Start of Supplied records
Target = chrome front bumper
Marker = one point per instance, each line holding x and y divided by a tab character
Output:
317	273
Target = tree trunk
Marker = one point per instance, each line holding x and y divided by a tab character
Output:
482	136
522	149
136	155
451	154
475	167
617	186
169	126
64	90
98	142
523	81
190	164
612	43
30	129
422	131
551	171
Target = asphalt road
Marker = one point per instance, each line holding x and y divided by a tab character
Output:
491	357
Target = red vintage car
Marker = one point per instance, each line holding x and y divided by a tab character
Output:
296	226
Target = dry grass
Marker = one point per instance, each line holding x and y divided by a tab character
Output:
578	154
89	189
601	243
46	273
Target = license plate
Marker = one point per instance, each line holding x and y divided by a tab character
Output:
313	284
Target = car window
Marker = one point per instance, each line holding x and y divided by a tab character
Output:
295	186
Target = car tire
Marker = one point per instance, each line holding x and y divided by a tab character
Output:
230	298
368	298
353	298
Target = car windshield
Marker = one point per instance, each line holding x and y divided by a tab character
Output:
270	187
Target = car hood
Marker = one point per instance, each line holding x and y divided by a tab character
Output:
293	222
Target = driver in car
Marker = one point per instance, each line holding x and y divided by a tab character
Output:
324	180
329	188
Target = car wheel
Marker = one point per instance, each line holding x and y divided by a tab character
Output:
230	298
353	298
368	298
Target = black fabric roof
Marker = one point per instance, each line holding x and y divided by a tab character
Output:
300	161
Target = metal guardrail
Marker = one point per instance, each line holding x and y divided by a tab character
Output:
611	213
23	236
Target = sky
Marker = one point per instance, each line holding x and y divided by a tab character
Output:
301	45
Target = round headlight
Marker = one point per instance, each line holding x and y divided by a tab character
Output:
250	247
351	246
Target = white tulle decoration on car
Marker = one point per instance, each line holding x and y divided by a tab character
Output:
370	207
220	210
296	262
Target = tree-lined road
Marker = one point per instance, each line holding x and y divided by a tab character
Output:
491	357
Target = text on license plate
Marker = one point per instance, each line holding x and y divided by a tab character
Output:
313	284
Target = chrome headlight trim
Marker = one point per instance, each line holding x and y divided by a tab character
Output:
End of Supplied records
Line by line, reproduce the records above exactly.

◆ Solution to this exercise:
Target = chrome front bumper
Marker = one point per instance, each line holding x and y divided by a tab character
Output:
317	273
Target = tree trunk
Marker = one point per instance, each line holding x and y divided by a tab character
Output:
482	136
522	149
136	155
451	154
475	167
617	186
169	126
64	90
98	142
523	81
190	164
612	43
30	129
422	131
551	171
Target = asphalt road
Marker = one point per instance, each line holding x and y divided by a tab character
Output:
491	357
Target = red vintage car
Marker = one point per instance, each line holding x and y divided by a tab character
Output:
296	226
Target = dry grass
Marker = one point per instance, each line holding x and y divided by a tab character
Output:
578	154
89	189
601	243
46	273
Target = license plate
Marker = one point per instance, each line holding x and y divided by a tab character
Output:
313	284
Target = car window
Marker = one point per instance, each line holding x and y divided by a tab character
Output:
295	186
Target = car tire
Marker = one point per instance, each line holding x and y divided by a tab character
Output:
230	298
368	298
353	298
Target = car windshield
Marker = one point per instance, each line holding x and y divided by a tab character
Output:
270	187
Target = car hood
Marker = one point per instance, each line holding x and y divided by a tab character
Output:
293	222
Target = driver in car
Marker = one point per instance, each line holding x and y divided by a tab character
Output:
324	180
329	188
Target = car wheel
Marker = one point per instance, each line holding x and y divided by a tab character
Output:
230	298
353	298
368	298
Target = black fabric roof
Marker = one point per instance, each line holding x and y divided by a tab character
Output:
300	161
Target = metal guardrail
Marker = one point per instance, each line holding x and y divided by a tab character
Output:
611	213
23	236
Target = sky
Marker = one point per instance, each line holding x and y divided by a tab character
Output:
301	45
Target = round headlight
Marker = one point per instance, each line holding x and y divided by a tab character
Output:
250	247
351	246
Target = white tulle decoration on car
Marker = one point per instance, each line holding x and y divided by a tab character
Output:
370	207
220	210
296	262
Target = tree-lined road
Marker = one point per instance, each line holding x and y divided by a tab character
Output:
491	357
Target = text on license plate
Marker = one point per instance, each line holding x and y divided by a tab character
Output:
313	284
Target = chrome headlight trim
Marker = one point per instance, each line holding x and y divided by a tab character
Output:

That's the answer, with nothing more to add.